- [Written instruction]
In the piracy text below, please rewrite the paragraph beginning "Classical, Pop, and other genres" as a short bulleted list that keeps its main facts.

- [Source text]
━━━━━━
Piracy in America exists, torrent sites come and go—and the RIAA, after losing the PR battle of taking individuals to court, had to try other methods to ensure labels and artists would get paid for their products.
China, Russia, and India are the powerhouses of piracy in the world, and yet they seem to be the ones to benefit from it the most. When I first came to China in 1991, cassette tapes were the norm. By 1999 I could walk near Beijing University to a massive mall that sold books, music and musical instruments, and would have no less than a handful of migrants asking me if I wanted CDs software or porn. If I said yes (for the music, ahem!), they would ask me to follow them around the corner into an area known as hutongs (alleys) where low rise houses were laid out row after row—a poor area that would eventually see the wrecking ball during modernization. I would walk down these dirty alleys then be escorted into a house where from some back room a man would come out with a cardboard box, filled with the latest music from the West.
Classical, Pop, and other genres were there for the taking. The packaging was in a thin plastic bag with the front cover and tray card inside. The disc would even sometimes bear the ifpi (International Federation of the Phonographic Industry) symbol. In 2001 music pirates seemed to take an even bolder approach to selling their wares. Box sets started to appear, and not just shoddy replicas; the quality for many of these sets was flawless with liner notes, inserts, down to the ISBN number. The only way to tell these sets from the real ones besides the price was the occasional typo.
Today, top quality pirate CD box sets are being sold on Taobao.com, China’s Ebay-like portal, which is owned by Alibaba (stock symbol BABA). For a mere $8.00 the US 13-CD Mono Beatles box as well as the Japanese 12-SHCD Led Zeppelin Box can be yours. The officially released Beatles mono set sells for $171 on Amazon.
━━━━━━
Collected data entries

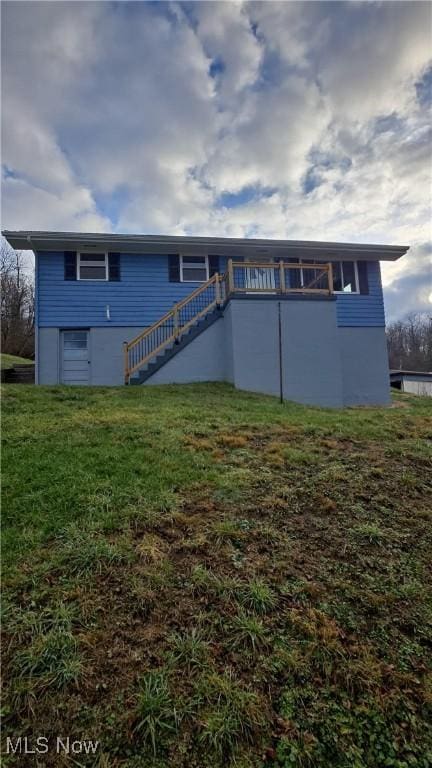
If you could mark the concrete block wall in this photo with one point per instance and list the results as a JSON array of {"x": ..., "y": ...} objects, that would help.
[{"x": 322, "y": 364}]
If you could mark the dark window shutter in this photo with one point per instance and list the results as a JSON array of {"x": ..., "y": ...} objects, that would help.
[
  {"x": 174, "y": 268},
  {"x": 213, "y": 265},
  {"x": 70, "y": 265},
  {"x": 114, "y": 266},
  {"x": 362, "y": 268}
]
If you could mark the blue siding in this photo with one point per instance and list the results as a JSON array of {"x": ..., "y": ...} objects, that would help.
[
  {"x": 144, "y": 294},
  {"x": 364, "y": 311},
  {"x": 141, "y": 297}
]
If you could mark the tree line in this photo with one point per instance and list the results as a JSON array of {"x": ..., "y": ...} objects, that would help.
[
  {"x": 409, "y": 343},
  {"x": 17, "y": 304}
]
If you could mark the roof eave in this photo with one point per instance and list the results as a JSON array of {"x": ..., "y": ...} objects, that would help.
[{"x": 32, "y": 240}]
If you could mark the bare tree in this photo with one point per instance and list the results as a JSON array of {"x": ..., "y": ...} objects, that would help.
[
  {"x": 410, "y": 343},
  {"x": 17, "y": 303}
]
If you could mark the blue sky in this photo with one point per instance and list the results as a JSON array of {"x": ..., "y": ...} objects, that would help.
[{"x": 286, "y": 120}]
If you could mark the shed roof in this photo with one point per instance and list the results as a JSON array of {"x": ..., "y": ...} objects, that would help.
[{"x": 224, "y": 246}]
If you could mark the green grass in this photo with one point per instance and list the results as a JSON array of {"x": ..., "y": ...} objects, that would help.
[
  {"x": 8, "y": 361},
  {"x": 196, "y": 576}
]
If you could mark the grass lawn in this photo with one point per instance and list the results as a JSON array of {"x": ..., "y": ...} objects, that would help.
[
  {"x": 8, "y": 361},
  {"x": 198, "y": 577}
]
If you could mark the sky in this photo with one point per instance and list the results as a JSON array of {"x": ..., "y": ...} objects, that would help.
[{"x": 296, "y": 120}]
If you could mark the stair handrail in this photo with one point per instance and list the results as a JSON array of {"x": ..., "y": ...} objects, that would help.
[{"x": 178, "y": 329}]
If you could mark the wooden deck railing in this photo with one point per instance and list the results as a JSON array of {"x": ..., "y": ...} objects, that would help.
[
  {"x": 281, "y": 277},
  {"x": 240, "y": 277}
]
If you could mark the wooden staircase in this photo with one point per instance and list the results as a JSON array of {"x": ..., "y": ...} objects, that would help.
[
  {"x": 166, "y": 335},
  {"x": 148, "y": 351}
]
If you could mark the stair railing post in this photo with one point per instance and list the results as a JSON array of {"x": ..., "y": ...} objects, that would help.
[
  {"x": 230, "y": 277},
  {"x": 176, "y": 324},
  {"x": 282, "y": 276},
  {"x": 217, "y": 289},
  {"x": 330, "y": 276},
  {"x": 126, "y": 361}
]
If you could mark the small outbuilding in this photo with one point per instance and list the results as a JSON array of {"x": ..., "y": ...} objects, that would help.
[{"x": 413, "y": 382}]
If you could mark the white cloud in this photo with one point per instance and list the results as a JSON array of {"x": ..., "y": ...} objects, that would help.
[{"x": 113, "y": 120}]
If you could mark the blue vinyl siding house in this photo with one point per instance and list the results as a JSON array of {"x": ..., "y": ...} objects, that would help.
[{"x": 304, "y": 320}]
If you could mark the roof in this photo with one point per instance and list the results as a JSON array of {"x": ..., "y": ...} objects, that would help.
[
  {"x": 394, "y": 374},
  {"x": 223, "y": 246}
]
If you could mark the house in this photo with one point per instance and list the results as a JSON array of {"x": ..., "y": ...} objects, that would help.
[
  {"x": 300, "y": 320},
  {"x": 413, "y": 382}
]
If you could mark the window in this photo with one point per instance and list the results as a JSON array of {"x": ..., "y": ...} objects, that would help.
[
  {"x": 345, "y": 276},
  {"x": 194, "y": 269},
  {"x": 92, "y": 266}
]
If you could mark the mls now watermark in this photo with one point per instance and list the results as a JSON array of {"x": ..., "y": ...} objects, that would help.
[{"x": 22, "y": 745}]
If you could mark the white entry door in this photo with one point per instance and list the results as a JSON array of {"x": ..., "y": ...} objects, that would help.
[
  {"x": 75, "y": 357},
  {"x": 260, "y": 278}
]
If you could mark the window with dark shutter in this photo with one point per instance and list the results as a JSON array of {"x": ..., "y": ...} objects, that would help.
[
  {"x": 174, "y": 268},
  {"x": 114, "y": 267},
  {"x": 362, "y": 271},
  {"x": 295, "y": 276},
  {"x": 70, "y": 265}
]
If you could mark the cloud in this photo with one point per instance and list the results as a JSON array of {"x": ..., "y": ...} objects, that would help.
[{"x": 311, "y": 117}]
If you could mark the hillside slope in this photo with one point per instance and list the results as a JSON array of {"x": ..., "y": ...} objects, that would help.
[{"x": 198, "y": 577}]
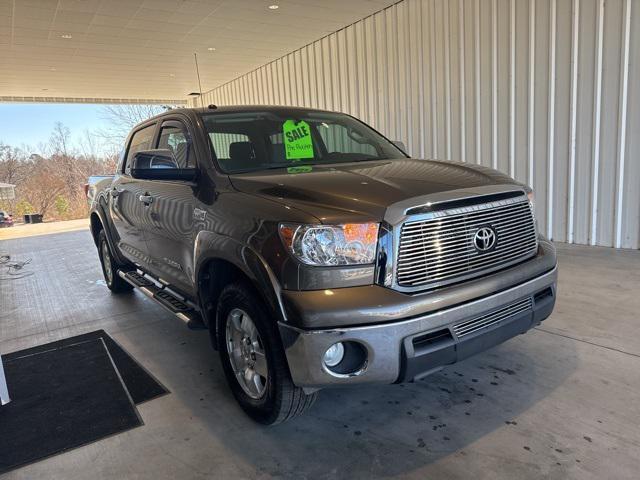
━━━━━━
- [The answer]
- Classical, pop, and other genres were available.
- Discs came in a thin plastic bag with the front cover and tray card inside, and sometimes bore the IFPI (International Federation of the Phonographic Industry) symbol.
- In 2001, music pirates grew bolder and began selling box sets.
- Many of these sets were flawless copies, down to the liner notes, inserts, and ISBN number.
- Apart from the price, only an occasional typo set them apart from the real sets.